▼

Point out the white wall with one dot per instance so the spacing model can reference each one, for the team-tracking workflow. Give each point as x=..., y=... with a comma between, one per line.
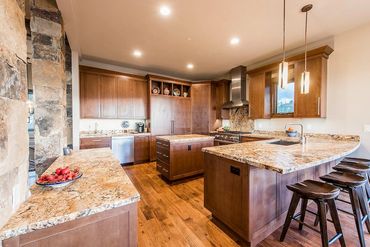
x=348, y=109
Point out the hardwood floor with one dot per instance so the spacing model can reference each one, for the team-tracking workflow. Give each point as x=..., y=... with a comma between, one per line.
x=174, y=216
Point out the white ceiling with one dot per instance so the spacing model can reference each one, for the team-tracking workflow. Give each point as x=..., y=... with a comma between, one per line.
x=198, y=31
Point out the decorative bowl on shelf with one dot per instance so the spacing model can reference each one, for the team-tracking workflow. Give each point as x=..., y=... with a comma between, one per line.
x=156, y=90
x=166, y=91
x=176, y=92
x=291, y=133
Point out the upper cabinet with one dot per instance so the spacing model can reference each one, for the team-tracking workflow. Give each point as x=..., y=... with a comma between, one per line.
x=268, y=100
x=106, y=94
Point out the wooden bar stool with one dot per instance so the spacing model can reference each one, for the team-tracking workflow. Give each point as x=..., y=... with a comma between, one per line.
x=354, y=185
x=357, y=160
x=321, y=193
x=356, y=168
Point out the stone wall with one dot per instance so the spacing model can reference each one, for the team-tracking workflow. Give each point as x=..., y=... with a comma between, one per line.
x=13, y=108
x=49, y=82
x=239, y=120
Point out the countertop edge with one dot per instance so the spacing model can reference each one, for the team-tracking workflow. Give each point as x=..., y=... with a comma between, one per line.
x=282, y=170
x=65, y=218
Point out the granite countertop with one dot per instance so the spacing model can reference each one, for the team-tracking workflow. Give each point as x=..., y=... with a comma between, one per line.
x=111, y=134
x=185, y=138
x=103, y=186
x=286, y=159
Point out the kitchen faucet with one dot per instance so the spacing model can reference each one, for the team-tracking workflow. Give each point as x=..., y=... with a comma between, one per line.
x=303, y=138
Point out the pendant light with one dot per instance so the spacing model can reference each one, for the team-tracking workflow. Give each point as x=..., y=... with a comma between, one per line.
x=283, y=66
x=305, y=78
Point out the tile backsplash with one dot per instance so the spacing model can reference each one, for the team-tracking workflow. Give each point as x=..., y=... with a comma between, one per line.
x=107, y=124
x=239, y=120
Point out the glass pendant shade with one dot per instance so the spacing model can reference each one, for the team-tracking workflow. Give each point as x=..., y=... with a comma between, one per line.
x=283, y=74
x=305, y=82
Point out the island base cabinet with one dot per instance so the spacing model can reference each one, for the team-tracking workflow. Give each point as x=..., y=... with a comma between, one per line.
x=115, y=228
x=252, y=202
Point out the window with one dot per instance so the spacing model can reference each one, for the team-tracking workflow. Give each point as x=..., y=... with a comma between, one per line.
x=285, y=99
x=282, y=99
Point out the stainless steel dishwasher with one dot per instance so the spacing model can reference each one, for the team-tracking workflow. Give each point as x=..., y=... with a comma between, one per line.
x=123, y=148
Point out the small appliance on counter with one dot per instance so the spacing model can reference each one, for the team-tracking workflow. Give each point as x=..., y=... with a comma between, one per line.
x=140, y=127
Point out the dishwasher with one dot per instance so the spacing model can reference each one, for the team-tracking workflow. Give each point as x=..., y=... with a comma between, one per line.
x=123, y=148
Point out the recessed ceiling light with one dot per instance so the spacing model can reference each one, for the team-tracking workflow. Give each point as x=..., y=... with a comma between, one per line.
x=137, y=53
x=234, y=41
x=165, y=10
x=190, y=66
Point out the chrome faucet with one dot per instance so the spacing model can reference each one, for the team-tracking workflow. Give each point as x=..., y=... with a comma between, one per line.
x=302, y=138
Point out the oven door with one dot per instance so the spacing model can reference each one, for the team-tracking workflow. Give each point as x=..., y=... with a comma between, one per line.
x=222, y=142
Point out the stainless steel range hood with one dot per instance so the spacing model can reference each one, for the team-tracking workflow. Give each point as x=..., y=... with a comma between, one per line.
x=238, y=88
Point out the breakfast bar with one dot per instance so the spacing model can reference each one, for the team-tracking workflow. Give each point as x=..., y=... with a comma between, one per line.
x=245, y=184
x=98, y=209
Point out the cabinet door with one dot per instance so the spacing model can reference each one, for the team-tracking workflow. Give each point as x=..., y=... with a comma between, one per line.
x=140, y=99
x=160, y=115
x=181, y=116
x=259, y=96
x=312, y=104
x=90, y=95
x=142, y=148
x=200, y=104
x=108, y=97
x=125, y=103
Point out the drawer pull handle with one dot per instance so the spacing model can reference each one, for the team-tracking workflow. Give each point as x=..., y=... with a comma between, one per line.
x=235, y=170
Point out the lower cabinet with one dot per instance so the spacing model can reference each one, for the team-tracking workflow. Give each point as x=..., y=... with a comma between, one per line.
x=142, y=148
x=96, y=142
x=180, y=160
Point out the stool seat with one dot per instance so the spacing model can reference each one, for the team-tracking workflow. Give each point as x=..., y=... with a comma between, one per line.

▲

Description of the task — In the records from the line containing "Point out the small" up to and including the line containing "x=140, y=127", rename "small appliance" to "kitchen appliance". Reproduce only those lines, with everything else unchanged.

Answer to the exercise —
Point out the kitchen appliance on counter with one dot per instance so the spacing model can reference each one, for the team-tracking workflow. Give each point as x=..., y=... with a comma between, one per line.
x=140, y=127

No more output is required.